» **EXCERTO DA PÁGINA**:
_ _ _ _ _

Os Isono começam por viver em Kyushu mas mudam-se rapidamente para Tóquio. Machiko Hasegawa viveu muito tempo no bairro Setagaya da capital, e fez com que a maioria das cenas da série também tivesse ali lugar. Por essa razão, uma das ruas do bairro, até então chamada Naka-dori, tomou o nome de Rua Sazae-san em 1987. Hasegawa Machiko frente a um desenho com o rosto de Sazae Como é comum na banda desenhada, na série “Sazae-san” os tempos vão passando e a sociedade mudando, mas as personagens conservam sempre a mesma idade. O conteúdo é apropriado para famílias e pouco controverso. Trata-se de um tipo de humor que não provoca gargalhadas, antes origina um sorriso permanente e boa disposição para o resto do dia. Aborda situações familiares a muitos de nós, como proferir inconveniências diante de visitas ou pregar partidas para se conseguir ficar com a guloseima da irmã.

_ _ _ _ _

» **DADOS ARMAZENADOS**:

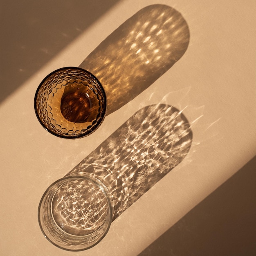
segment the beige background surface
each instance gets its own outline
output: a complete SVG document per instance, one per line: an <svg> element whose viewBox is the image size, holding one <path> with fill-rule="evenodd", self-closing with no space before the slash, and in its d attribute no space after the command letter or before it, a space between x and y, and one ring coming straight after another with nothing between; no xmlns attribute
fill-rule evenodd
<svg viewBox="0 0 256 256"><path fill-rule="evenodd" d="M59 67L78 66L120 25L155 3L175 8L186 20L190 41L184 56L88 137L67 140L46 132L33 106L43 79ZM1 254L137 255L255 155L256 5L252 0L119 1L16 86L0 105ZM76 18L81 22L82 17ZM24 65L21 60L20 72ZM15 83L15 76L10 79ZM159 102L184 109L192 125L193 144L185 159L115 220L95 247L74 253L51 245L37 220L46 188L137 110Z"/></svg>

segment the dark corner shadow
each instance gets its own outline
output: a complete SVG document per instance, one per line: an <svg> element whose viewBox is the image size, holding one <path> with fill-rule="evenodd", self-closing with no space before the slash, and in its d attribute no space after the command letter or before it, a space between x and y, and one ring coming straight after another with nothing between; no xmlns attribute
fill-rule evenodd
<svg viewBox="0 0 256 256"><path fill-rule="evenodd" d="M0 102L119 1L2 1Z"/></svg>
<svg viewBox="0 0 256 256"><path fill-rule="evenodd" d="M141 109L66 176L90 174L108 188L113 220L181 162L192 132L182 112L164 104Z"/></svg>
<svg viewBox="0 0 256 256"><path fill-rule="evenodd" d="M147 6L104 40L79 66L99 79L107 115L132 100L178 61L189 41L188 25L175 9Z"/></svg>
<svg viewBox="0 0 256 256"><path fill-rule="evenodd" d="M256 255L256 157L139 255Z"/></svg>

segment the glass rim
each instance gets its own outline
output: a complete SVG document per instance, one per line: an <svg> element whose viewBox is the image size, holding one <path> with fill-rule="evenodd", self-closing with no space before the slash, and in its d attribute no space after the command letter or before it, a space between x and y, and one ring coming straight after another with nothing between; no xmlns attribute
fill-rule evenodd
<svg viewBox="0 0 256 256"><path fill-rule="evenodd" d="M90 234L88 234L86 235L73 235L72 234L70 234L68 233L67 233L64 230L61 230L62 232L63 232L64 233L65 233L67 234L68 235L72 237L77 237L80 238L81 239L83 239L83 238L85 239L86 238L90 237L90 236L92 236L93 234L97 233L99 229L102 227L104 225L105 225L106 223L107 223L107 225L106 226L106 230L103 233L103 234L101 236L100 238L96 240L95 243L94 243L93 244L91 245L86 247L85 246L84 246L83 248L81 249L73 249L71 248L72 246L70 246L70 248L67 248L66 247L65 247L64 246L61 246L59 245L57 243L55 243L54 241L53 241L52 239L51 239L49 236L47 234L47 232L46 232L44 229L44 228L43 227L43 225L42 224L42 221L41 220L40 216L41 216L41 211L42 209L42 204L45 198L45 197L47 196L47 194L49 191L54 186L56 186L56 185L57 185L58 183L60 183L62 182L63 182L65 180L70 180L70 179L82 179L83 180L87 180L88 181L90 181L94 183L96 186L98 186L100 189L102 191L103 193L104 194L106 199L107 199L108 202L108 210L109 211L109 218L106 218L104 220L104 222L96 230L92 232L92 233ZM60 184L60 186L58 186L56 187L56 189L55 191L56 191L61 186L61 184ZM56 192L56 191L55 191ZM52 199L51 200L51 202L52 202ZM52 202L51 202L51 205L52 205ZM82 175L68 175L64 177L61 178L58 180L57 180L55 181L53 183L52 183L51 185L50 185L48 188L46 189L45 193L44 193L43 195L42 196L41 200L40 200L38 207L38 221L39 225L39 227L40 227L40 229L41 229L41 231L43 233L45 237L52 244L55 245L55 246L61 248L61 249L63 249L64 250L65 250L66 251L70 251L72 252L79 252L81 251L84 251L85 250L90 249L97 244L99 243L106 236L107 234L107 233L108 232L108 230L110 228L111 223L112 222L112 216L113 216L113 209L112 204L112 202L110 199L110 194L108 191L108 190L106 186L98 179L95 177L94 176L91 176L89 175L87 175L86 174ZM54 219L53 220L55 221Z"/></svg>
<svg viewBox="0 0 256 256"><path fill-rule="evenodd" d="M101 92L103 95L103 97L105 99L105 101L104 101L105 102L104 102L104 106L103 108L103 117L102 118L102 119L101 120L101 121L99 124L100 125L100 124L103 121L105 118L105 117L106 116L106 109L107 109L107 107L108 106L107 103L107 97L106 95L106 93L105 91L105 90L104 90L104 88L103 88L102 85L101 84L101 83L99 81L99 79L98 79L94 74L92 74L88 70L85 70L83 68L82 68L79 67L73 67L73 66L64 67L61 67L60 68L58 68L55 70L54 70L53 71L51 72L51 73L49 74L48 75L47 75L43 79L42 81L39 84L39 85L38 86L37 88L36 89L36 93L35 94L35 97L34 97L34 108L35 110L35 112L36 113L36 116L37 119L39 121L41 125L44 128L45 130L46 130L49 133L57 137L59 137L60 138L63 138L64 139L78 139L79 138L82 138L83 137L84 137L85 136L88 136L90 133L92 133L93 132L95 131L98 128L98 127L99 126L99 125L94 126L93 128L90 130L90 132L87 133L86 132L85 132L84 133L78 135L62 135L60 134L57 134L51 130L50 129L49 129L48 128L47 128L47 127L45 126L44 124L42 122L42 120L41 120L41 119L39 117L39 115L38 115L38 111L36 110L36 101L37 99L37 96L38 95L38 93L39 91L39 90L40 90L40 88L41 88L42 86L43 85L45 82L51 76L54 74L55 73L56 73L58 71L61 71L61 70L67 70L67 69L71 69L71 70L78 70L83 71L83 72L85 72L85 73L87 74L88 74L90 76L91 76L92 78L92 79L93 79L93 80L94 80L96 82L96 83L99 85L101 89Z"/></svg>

_ _ _ _ _

» **INSTRUÇÃO 1**: Reescreva de forma mais concisa o parágrafo do excerto que começa por «Os Isono começam por viver», conservando os factos principais.
» **INSTRUÇÃO 2**: Segundo o excerto, em que ano a rua Naka-dori passou a chamar-se Rua Sazae-san?
» **INSTRUÇÃO 3**: Duplique do excerto o trecho que vai de "Os Isono começam" até "guloseima da irmã.".
Os dados constituem material à parte, independente do excerto.

» **RESPOSTA FINAL 1**: Os Isono vivem primeiro em Kyushu e mudam-se depressa para Tóquio. Como Machiko Hasegawa morou muito tempo em Setagaya, a maior parte das cenas passa-se nesse bairro, onde a rua Naka-dori foi rebatizada Rua Sazae-san em 1987. Na série, o tempo e a sociedade mudam, mas as personagens mantêm sempre a mesma idade. O conteúdo é apropriado para famílias e pouco controverso. O humor não provoca gargalhadas, mas deixa um sorriso e boa disposição. Parte de situações familiares, como dizer inconveniências diante de visitas ou pregar partidas para ficar com a guloseima da irmã.

» **RESPOSTA FINAL 2**: Em 1987.

» **RESPOSTA FINAL 3**:
Os Isono começam por viver em Kyushu mas mudam-se rapidamente para Tóquio. Machiko Hasegawa viveu muito tempo no bairro Setagaya da capital, e fez com que a maioria das cenas da série também tivesse ali lugar. Por essa razão, uma das ruas do bairro, até então chamada Naka-dori, tomou o nome de Rua Sazae-san em 1987. Hasegawa Machiko frente a um desenho com o rosto de Sazae Como é comum na banda desenhada, na série “Sazae-san” os tempos vão passando e a sociedade mudando, mas as personagens conservam sempre a mesma idade. O conteúdo é apropriado para famílias e pouco controverso. Trata-se de um tipo de humor que não provoca gargalhadas, antes origina um sorriso permanente e boa disposição para o resto do dia. Aborda situações familiares a muitos de nós, como proferir inconveniências diante de visitas ou pregar partidas para se conseguir ficar com a guloseima da irmã.